EXERCISE DESCRIPTION - Copy out the data below. Leave nothing out and alter nothing.

▼

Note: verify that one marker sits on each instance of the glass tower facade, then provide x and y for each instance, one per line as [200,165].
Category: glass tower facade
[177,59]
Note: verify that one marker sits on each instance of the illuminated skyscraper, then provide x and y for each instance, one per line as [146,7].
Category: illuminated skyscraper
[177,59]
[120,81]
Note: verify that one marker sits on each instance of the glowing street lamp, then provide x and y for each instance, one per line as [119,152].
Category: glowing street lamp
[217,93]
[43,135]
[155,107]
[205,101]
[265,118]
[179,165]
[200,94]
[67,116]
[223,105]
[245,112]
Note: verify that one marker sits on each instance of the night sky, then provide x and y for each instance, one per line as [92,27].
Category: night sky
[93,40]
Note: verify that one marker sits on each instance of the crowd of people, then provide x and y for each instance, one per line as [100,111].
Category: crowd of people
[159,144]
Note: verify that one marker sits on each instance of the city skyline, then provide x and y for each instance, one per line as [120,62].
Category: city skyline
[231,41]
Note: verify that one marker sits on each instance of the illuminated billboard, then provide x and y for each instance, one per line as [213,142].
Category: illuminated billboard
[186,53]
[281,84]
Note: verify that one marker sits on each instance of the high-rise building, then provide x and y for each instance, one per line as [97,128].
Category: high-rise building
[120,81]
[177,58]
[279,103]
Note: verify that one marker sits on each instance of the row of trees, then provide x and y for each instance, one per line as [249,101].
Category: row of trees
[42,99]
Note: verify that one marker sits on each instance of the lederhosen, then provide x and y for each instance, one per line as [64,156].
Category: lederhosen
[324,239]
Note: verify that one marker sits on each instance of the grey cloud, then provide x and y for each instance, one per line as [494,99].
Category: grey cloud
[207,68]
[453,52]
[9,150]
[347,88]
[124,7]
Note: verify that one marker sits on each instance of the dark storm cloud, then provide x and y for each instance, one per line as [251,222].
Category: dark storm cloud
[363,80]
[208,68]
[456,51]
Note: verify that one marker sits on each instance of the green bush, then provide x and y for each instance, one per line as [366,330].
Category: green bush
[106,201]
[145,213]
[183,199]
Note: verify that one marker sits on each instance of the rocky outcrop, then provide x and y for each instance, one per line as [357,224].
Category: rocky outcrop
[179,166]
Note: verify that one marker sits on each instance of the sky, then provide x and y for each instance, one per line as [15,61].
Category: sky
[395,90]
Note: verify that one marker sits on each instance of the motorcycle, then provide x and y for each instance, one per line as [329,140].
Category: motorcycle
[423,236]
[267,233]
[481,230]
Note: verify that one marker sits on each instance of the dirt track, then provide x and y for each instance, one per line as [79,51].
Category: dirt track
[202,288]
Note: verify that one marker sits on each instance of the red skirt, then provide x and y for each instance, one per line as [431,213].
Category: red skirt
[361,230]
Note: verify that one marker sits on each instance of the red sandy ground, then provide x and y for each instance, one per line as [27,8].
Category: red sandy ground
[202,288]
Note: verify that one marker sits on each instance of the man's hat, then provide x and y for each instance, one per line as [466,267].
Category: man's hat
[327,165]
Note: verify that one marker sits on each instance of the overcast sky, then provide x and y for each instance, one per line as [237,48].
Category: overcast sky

▲

ANSWER BOX -
Note: verify that one marker sits on each instance of the glass tower facade, then provide x and y for each instance, one per line as [200,165].
Category: glass tower facade
[177,59]
Note: verify that one marker sits on each instance of the illuminated skyscraper, then provide x and y for each instance, one per line as [146,7].
Category: illuminated skyscraper
[177,59]
[120,81]
Note: verify that one marker sits on each instance of the glowing street lamp, then provide x and y for each instance, one per line as [119,152].
Category: glowing street lamp
[217,93]
[43,135]
[155,107]
[205,101]
[265,118]
[179,165]
[200,94]
[67,116]
[223,105]
[245,112]
Note: verify that one marker sits on each instance of the night sky, then provide x and y for each instance, one per line as [92,27].
Category: night sky
[93,40]
Note: verify that one marker sits on each instance of the crowd of people, then provide x and y for each instance, one per line as [100,111].
Category: crowd of people
[159,144]
Note: verify that one marker sits on each instance of the city skyline, then provide x and y for each instance, one per line as [120,62].
Category: city skyline
[231,41]
Note: verify that one marker sits on each instance of the illuminated billboard, then provide x and y for each instance, one per line as [213,142].
Category: illuminated billboard
[186,53]
[281,84]
Note: verify that one marker sits on each instance of the high-rise building, then provide x and y for each instance, one per line as [97,128].
Category: high-rise building
[120,81]
[177,58]
[279,103]
Note: verify that one marker sits on each instance of the row of trees, then provide x and y for each instance, one per line as [249,101].
Category: row of trees
[42,99]
Note: verify that one marker sits on each instance of the lederhosen, then provide x and y for each instance, one per line as [64,156].
Category: lederhosen
[324,239]
Note: verify that one marker sits on each instance of the grey cloud, then provide x and y for each instance, one per line as [494,99].
Category: grey cloud
[207,68]
[453,52]
[9,150]
[347,88]
[124,7]
Note: verify that one marker sits on each instance of the dark storm cloud, then provide x and y for each instance, one per line as [251,222].
Category: dark storm cloud
[363,80]
[208,68]
[456,51]
Note: verify that one marker sits on each instance of the green bush, then provide x and y for each instance, one per line as [366,330].
Category: green bush
[106,201]
[145,213]
[183,199]
Note: verify that one marker sits on each instance of the rocky outcrop, then provide x and y for each instance, one per line as [357,224].
Category: rocky outcrop
[179,166]
Note: verify that one marker sits on each instance of the sky, then provide x and y for each instance, one per line as [15,61].
Category: sky
[395,90]
Note: verify that one marker sits on each instance of the motorcycle, then provide x and y for each instance, one per line as [329,140].
Category: motorcycle
[423,236]
[267,233]
[481,230]
Note: verify that one marker sits on each instance of the dirt track, then provide x and y for each instance, one per line as [79,51].
Category: dirt track
[202,288]
Note: verify that one marker sits on each instance of the red skirt, then provide x and y for each instance, one per line as [431,213].
Category: red skirt
[361,230]
Note: verify that one marker sits on each instance of the red sandy ground, then provide x and y for each instance, one per line as [27,8].
Category: red sandy ground
[202,288]
Note: verify that one marker sits on each instance of the man's hat, then provide x and y for each instance, one per line as [466,267].
Category: man's hat
[327,165]
Note: verify that one marker sits on each instance of the overcast sky, then provide x and y for each instance, one per line as [237,48].
Category: overcast sky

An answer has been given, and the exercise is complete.